- [Point annotation dataset records]:
○ ○ ○
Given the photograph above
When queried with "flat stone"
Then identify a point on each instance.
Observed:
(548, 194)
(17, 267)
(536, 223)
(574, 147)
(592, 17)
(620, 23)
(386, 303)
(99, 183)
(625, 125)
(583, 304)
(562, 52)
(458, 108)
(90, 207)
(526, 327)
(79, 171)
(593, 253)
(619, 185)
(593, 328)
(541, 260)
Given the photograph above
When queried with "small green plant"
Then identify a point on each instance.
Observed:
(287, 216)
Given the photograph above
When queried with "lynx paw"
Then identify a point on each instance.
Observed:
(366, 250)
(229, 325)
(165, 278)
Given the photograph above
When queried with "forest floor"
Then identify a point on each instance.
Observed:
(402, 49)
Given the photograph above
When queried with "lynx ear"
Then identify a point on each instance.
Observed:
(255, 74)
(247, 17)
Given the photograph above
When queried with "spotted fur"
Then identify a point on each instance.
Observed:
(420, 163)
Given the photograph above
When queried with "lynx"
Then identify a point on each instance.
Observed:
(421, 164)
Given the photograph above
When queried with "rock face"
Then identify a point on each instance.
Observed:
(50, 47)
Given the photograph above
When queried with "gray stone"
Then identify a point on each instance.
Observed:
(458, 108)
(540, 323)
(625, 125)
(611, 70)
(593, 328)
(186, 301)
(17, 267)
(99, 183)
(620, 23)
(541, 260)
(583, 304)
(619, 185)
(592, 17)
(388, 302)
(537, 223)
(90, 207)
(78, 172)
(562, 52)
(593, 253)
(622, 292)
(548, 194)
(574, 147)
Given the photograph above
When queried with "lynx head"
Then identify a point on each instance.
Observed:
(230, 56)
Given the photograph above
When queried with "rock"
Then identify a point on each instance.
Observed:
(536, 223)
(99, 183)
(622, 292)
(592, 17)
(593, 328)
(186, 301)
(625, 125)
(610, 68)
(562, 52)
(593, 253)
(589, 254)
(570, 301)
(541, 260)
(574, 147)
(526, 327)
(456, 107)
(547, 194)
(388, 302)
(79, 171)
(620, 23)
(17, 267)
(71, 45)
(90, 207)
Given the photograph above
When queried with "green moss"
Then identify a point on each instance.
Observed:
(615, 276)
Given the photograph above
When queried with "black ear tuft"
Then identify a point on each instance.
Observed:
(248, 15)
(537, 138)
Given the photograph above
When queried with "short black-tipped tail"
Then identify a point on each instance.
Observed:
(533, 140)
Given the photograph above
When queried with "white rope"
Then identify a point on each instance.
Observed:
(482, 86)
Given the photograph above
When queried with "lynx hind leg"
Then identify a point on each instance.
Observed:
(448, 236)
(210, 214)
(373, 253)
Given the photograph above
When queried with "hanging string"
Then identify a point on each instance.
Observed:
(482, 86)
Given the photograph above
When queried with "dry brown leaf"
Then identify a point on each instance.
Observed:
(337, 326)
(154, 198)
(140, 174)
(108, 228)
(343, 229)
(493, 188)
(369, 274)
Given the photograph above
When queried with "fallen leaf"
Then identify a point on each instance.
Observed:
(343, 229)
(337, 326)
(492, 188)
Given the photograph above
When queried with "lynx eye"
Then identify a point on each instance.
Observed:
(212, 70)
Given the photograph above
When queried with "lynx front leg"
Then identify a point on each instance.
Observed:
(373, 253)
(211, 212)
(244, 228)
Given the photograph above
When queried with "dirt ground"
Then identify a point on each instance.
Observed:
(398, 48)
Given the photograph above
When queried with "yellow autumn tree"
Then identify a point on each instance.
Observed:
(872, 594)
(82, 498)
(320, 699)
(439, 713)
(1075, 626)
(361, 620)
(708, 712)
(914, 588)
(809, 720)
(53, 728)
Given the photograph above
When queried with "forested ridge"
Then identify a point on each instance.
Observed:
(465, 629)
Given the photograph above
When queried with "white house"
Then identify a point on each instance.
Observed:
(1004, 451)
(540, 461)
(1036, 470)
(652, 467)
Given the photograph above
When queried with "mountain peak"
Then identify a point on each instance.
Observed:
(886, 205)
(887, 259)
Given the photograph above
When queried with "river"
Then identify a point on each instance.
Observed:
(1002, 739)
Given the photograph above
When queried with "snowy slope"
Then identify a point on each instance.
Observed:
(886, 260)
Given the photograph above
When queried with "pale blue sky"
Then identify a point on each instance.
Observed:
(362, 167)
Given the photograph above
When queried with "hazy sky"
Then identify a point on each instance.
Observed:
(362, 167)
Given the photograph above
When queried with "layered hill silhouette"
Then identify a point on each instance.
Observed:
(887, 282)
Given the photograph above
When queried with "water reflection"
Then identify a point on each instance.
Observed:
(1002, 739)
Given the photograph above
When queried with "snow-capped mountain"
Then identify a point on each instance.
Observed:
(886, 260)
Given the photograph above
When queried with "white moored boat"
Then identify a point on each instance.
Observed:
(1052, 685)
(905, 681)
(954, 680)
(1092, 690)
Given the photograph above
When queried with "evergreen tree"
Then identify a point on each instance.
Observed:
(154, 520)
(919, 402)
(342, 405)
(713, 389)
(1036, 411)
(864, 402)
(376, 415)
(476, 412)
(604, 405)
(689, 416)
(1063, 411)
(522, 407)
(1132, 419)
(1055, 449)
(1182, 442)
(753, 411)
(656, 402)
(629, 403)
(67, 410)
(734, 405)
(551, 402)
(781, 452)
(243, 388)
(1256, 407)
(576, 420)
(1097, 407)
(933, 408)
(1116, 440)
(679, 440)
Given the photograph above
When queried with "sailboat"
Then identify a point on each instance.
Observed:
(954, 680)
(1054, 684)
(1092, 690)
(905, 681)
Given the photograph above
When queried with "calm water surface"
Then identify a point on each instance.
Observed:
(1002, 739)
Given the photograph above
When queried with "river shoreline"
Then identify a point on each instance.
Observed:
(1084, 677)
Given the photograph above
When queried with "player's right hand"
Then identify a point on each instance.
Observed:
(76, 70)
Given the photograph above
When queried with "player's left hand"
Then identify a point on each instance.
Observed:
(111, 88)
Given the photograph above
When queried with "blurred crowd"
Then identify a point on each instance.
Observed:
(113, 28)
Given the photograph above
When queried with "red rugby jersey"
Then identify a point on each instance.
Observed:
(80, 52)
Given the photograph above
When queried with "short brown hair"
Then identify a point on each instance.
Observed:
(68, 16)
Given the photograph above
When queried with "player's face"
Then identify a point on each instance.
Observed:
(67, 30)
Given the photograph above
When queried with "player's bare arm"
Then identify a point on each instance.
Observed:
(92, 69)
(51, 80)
○ ○ ○
Repeat the listing above without any change.

Given the photograph above
When queried with "flat stone"
Then identify a point on each instance.
Observed:
(548, 194)
(17, 267)
(536, 223)
(574, 147)
(592, 17)
(620, 23)
(386, 303)
(99, 183)
(625, 125)
(583, 304)
(562, 52)
(458, 108)
(90, 207)
(526, 327)
(79, 171)
(593, 253)
(619, 185)
(593, 328)
(541, 260)
Given the photograph above
When queried with "small green plant"
Then identify a point on each instance.
Observed:
(287, 216)
Given the photograph above
When queried with "lynx paw"
Then identify a point on each instance.
Observed:
(366, 250)
(229, 325)
(165, 278)
Given the photograph above
When queried with "forest floor"
Then identify a point on each instance.
Observed:
(402, 49)
Given the photograph above
When queried with "lynx ear"
Then identify a point on each instance.
Observed:
(255, 74)
(247, 17)
Given the photograph above
When queried with "spotted fur"
Then identify a point on each instance.
Observed:
(420, 163)
Given the photograph above
When queried with "lynx"
Then identify a point on each instance.
Observed:
(421, 164)
Given the photograph above
When queried with "rock face"
Then identify a point on each instance.
Observed:
(50, 47)
Given the photograph above
When queried with "gray stone"
Then identify a point on each instance.
Observed:
(458, 108)
(540, 323)
(625, 125)
(611, 70)
(593, 328)
(186, 301)
(17, 267)
(99, 183)
(620, 23)
(541, 260)
(583, 304)
(619, 185)
(592, 17)
(388, 302)
(537, 223)
(90, 207)
(78, 172)
(562, 52)
(593, 253)
(622, 292)
(548, 194)
(574, 147)
Given the photograph above
When queried with "lynx head"
Then identify a point on each instance.
Observed:
(230, 56)
Given the photograph above
When queried with "rock"
Then identify a point on each instance.
Observed:
(536, 223)
(99, 183)
(622, 292)
(592, 17)
(593, 328)
(186, 301)
(625, 125)
(610, 68)
(562, 52)
(593, 253)
(589, 254)
(570, 301)
(541, 260)
(574, 147)
(526, 327)
(456, 107)
(547, 194)
(388, 302)
(79, 171)
(620, 23)
(17, 267)
(71, 45)
(90, 207)
Given the photograph above
When queried with "green moss"
Then identify a point on each instance.
Observed:
(615, 276)
Given the photograph above
When queried with "black ear tuft"
Then identify a point on each instance.
Observed:
(248, 15)
(537, 138)
Given the photograph above
When queried with "short black-tipped tail"
Then identify a point on each instance.
Observed:
(533, 140)
Given the photograph above
When queried with "white rope"
Then identify a point on each instance.
Observed:
(482, 86)
Given the photograph above
When queried with "lynx hind leg"
Then identify a point on each instance.
Observed:
(448, 236)
(210, 214)
(373, 253)
Given the photograph above
When queried with "hanging string"
Then identify a point on each instance.
Observed:
(482, 86)
Given the photograph above
When queried with "dry brown leaf"
Then identify a point on each instance.
Observed:
(337, 326)
(154, 198)
(140, 174)
(108, 228)
(343, 229)
(493, 188)
(369, 274)
Given the photograph above
When queried with "fallen leaf"
Then identify a point on each instance.
Observed:
(343, 229)
(337, 326)
(492, 188)
Given the photograph above
When queried with "lynx eye"
Then identify a point on each instance.
Observed:
(212, 70)
Given the photograph above
When queried with "lynx front leg"
Then identify a point on each instance.
Observed:
(373, 253)
(211, 212)
(244, 228)
Given the photograph above
When queried with "dirt ground"
Then identify a point on each instance.
Observed:
(398, 48)
Given the photograph above
When queried with "yellow autumn tree"
Then identify a point on each instance.
Observed:
(872, 594)
(82, 498)
(320, 699)
(439, 713)
(1075, 626)
(361, 620)
(708, 712)
(914, 588)
(809, 720)
(53, 728)
Given the photograph above
When queried with "forested ridge"
Then identify a point on each instance.
Observed:
(465, 629)
Given the photograph above
When queried with "white house"
Then identify a point on each instance.
Observed:
(1004, 451)
(540, 461)
(1036, 470)
(652, 467)
Given the photograph above
When queried with "mountain peak"
Then identify a point on each instance.
Observed:
(886, 205)
(887, 259)
Given the photograph above
When queried with "river"
Then identify a point on each instance.
Observed:
(1002, 739)
Given the photograph above
When queried with "snowy slope"
Then identify a point on each instance.
Observed:
(886, 260)
Given the photograph above
When queried with "pale blue sky"
Then identify a point on each instance.
Observed:
(362, 167)
Given the photograph above
When queried with "hazy sky"
Then identify a point on each instance.
Observed:
(362, 167)
Given the photograph above
When queried with "layered hill silhouette"
Then identify a point on each instance.
Observed:
(887, 282)
Given the photograph above
When queried with "water reflection"
Then identify a point on each instance.
Observed:
(1002, 739)
Given the photograph above
When queried with "snow-capped mountain"
Then identify a point on each instance.
Observed:
(886, 260)
Given the photograph above
When queried with "white moored boat"
Then identify a point on each instance.
Observed:
(1052, 685)
(905, 681)
(954, 680)
(1092, 690)
Given the photograph above
When queried with "evergreen tree"
Then identify a point on each instance.
Observed:
(154, 520)
(919, 402)
(342, 405)
(713, 389)
(1036, 411)
(864, 402)
(376, 415)
(476, 412)
(604, 405)
(689, 416)
(1063, 411)
(522, 407)
(1132, 419)
(1055, 449)
(1182, 442)
(753, 411)
(656, 402)
(629, 403)
(67, 410)
(734, 405)
(551, 402)
(781, 452)
(243, 388)
(1256, 407)
(576, 420)
(1097, 407)
(933, 408)
(1116, 440)
(679, 440)
Given the photograph above
When queried with "sailboat"
Then identify a point on each instance.
Observed:
(954, 680)
(1054, 684)
(1092, 690)
(905, 681)
Given the photograph above
When queried with "calm water surface"
Then identify a point on each instance.
Observed:
(1002, 739)
Given the photograph above
When queried with "river shoreline"
Then identify a point on each instance.
Observed:
(1084, 677)
Given the photograph above
When queried with "player's right hand"
Then identify a point on each instance.
Observed:
(76, 70)
Given the photograph above
When queried with "player's left hand"
Then identify a point on each instance.
Observed:
(111, 88)
Given the photograph above
When queried with "blurred crowd"
Then identify a point on each instance.
Observed:
(113, 28)
Given the photograph above
When queried with "red rugby jersey"
Then identify a point on each instance.
Observed:
(80, 52)
Given the photograph above
When queried with "short brown hair"
Then identify a point on each instance.
Observed:
(68, 16)
Given the photograph above
When queried with "player's face"
Then identify a point on each instance.
Observed:
(67, 30)
Given the photograph above
When queried with "player's bare arm"
Then identify a point on each instance.
Observed:
(92, 69)
(51, 80)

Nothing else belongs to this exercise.